▶ [Stated task a]:
Return every line of the rows below that contains the word "detail".

▶ [Document passage]:
Wednesday, October 24, 2012

Redevelopment: The Ugly Truth

In a previous post, I outlined the joint efforts of JBG Corporation and Alexandria City Government (the Planners) to demolish 2475 low-income housing units located on Beauregard Road in West Alexandria (the Village). The Planners intend to destroy those units and force the residents to leave their homes, but have no plans to provide replacement housing for them. There is a very tentative plan to build or restore 875 affordable apartments but these will not be available until long after the current residents are forced to leave.  aside from a few, very speculative, affordable housing units (AFUs). In 30 years there may be 875 of these.

The Planners view the housing complex as an embarrassment, not just for what it is, but for who lives there. The complex is composed of 50-year-old, 3-story apartment blocks. The Planners believe these buildings can be replaced by a much more profitable mix of apartments, townhouses, and condominiums. The Planners also envision more office space, retail stores, and modifications to the streets that will improve traffic flow and well-paid office workers to settle here.

Mostly, the planners dislike the current residents, who are poor and non-white. Their ethnic cultures are diverse. Nearly half are latinos, many from Central America, but the residents also come from Ethiopia, Iran, and India. The Planners believe that these people must be removed before to make way for more affluent tenants. They envision a new neighborhood devoid of ethnic minorities. This new neighborhood, they hope, will have more expensive homes, pay higher taxes, and return more money to JBG in the form of rents or condominium sales.

▶ [Supplied records]:

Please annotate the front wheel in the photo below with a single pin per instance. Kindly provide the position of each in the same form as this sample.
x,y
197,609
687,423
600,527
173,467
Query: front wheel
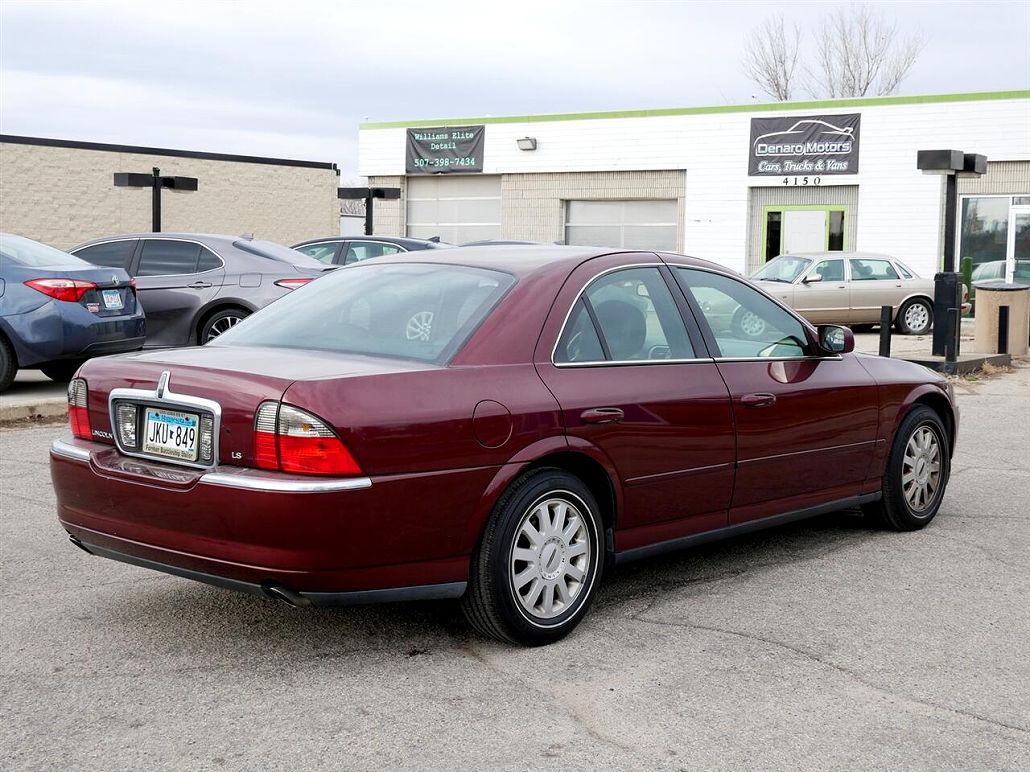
x,y
540,561
917,472
915,317
220,322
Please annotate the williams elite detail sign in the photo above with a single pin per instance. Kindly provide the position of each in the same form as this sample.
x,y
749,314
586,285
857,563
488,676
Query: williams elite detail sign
x,y
452,148
810,145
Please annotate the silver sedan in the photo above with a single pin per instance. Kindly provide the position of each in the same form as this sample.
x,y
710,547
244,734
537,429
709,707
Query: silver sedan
x,y
848,288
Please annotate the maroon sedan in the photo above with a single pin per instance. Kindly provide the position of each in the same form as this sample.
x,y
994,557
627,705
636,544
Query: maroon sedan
x,y
499,424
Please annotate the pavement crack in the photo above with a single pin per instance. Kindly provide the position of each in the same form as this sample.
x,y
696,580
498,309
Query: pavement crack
x,y
845,671
470,648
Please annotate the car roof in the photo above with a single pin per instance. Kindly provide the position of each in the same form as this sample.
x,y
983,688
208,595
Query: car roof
x,y
400,240
522,259
838,253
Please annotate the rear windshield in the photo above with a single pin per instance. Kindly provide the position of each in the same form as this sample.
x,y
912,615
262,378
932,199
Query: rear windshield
x,y
274,252
32,253
407,311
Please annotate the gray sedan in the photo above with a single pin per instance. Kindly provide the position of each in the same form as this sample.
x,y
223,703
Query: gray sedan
x,y
848,288
195,286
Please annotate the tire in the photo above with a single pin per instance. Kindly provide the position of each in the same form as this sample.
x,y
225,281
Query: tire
x,y
915,317
534,591
748,324
921,442
62,370
8,364
217,323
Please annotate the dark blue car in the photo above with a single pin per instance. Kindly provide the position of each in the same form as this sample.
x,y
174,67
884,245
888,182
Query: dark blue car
x,y
56,310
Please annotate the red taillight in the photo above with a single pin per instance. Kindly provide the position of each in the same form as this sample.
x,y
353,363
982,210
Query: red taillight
x,y
292,283
78,413
289,440
62,289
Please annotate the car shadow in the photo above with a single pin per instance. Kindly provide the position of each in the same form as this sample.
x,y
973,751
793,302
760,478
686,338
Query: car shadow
x,y
240,630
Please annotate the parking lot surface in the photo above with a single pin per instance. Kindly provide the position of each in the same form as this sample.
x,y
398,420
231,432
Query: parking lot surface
x,y
824,644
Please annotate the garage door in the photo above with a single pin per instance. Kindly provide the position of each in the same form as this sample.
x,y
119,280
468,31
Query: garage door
x,y
630,224
456,209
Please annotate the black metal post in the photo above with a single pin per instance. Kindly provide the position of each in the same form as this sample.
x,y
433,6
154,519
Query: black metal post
x,y
1002,329
952,344
156,202
886,314
943,285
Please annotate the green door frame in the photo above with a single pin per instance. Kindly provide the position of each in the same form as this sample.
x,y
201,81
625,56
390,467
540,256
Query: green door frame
x,y
798,208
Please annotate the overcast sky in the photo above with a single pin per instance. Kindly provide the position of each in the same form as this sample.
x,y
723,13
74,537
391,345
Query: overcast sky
x,y
295,78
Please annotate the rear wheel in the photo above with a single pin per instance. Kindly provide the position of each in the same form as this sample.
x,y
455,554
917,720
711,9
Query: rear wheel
x,y
915,317
540,561
8,364
917,472
220,322
63,370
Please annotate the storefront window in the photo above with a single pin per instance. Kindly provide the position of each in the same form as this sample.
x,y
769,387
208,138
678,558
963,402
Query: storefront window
x,y
985,227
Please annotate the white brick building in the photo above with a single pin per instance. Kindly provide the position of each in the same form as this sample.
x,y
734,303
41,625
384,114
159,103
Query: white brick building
x,y
680,179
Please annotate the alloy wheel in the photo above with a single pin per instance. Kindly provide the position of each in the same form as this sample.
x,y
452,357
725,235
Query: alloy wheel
x,y
921,469
550,560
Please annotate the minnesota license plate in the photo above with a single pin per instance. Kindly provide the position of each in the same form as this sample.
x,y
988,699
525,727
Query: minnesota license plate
x,y
170,433
112,300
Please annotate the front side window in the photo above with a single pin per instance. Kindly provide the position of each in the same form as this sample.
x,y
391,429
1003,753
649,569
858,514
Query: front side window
x,y
363,250
109,254
322,252
410,311
624,316
745,323
869,270
168,257
829,270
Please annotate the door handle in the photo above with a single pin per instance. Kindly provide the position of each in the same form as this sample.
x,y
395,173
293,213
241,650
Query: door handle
x,y
603,415
758,400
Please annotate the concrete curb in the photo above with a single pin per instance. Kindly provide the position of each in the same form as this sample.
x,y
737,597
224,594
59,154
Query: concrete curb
x,y
54,408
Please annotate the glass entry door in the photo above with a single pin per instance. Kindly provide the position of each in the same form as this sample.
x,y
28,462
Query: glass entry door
x,y
1018,249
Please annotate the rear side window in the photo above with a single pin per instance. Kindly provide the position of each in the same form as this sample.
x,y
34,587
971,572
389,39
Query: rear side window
x,y
363,250
410,311
866,270
322,252
110,254
167,257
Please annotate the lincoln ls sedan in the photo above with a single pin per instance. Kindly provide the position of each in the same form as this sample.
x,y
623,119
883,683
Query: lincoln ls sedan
x,y
501,425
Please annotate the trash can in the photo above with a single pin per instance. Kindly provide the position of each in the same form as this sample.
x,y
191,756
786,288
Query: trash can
x,y
990,296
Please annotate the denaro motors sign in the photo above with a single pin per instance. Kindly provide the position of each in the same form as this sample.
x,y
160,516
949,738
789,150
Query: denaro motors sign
x,y
454,148
811,145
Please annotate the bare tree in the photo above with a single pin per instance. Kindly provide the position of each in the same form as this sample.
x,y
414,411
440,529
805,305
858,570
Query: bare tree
x,y
858,53
770,56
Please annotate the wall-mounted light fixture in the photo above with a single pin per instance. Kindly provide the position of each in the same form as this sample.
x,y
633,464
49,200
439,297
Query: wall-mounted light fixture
x,y
156,181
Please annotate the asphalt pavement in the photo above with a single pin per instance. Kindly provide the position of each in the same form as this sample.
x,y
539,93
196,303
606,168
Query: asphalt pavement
x,y
819,645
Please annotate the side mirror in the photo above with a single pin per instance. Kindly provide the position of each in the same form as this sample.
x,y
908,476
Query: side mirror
x,y
835,340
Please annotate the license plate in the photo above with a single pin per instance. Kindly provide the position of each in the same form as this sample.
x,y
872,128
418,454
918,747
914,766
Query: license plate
x,y
170,433
112,300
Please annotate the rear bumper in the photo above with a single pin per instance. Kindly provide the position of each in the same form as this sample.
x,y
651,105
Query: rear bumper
x,y
66,330
330,540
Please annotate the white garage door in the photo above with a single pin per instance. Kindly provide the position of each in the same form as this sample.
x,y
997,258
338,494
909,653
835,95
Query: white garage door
x,y
630,224
456,209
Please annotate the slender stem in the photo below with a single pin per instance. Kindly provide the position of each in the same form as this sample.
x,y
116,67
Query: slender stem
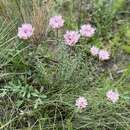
x,y
19,8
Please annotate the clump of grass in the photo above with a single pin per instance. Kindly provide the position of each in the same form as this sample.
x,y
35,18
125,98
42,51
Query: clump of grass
x,y
39,86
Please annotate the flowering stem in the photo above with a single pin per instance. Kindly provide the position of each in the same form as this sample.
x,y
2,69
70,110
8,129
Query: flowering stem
x,y
57,35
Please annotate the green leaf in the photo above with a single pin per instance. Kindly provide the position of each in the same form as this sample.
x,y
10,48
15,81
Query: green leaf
x,y
126,48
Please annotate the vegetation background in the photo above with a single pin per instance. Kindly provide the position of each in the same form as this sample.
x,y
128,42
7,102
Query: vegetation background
x,y
41,78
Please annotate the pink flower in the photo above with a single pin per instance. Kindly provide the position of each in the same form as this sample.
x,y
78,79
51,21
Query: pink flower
x,y
94,51
81,103
87,30
56,22
104,55
113,96
71,38
26,31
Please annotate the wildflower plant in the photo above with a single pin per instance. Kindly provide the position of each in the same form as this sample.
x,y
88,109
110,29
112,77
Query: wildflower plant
x,y
69,85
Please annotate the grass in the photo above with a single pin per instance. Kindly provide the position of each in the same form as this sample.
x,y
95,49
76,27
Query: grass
x,y
41,78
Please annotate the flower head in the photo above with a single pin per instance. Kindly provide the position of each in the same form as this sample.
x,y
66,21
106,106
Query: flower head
x,y
104,55
113,96
71,38
25,31
87,30
56,22
94,51
81,103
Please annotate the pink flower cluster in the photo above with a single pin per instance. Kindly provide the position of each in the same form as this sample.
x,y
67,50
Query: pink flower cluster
x,y
103,54
71,38
81,103
87,30
25,31
56,22
112,96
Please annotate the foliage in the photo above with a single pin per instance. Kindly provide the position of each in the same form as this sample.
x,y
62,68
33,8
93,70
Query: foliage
x,y
41,78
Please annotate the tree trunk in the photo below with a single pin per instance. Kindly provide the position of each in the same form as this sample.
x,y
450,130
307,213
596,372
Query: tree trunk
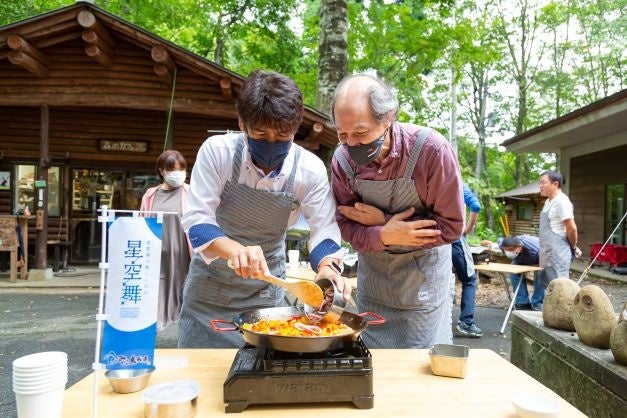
x,y
333,50
487,210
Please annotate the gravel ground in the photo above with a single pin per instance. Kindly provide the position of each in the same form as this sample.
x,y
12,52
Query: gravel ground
x,y
61,319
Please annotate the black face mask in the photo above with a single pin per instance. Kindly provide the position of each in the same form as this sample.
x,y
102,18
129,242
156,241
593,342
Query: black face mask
x,y
364,154
268,154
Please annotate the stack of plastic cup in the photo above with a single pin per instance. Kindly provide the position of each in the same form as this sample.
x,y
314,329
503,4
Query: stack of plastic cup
x,y
39,383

▶ [Stated task b]:
Print the passage of the redevelopment post above from "Mostly, the planners" to "or condominium sales.".

▶ [Worked answer a]:
Please annotate the williams elite detail sign in the photo above with a single pin per instance. Kindly provide the position of each in the same form as this sample.
Query: williams elite detail sign

▶ [Worked answer b]:
Mostly, the planners dislike the current residents, who are poor and non-white. Their ethnic cultures are diverse. Nearly half are latinos, many from Central America, but the residents also come from Ethiopia, Iran, and India. The Planners believe that these people must be removed before to make way for more affluent tenants. They envision a new neighborhood devoid of ethnic minorities. This new neighborhood, they hope, will have more expensive homes, pay higher taxes, and return more money to JBG in the form of rents or condominium sales.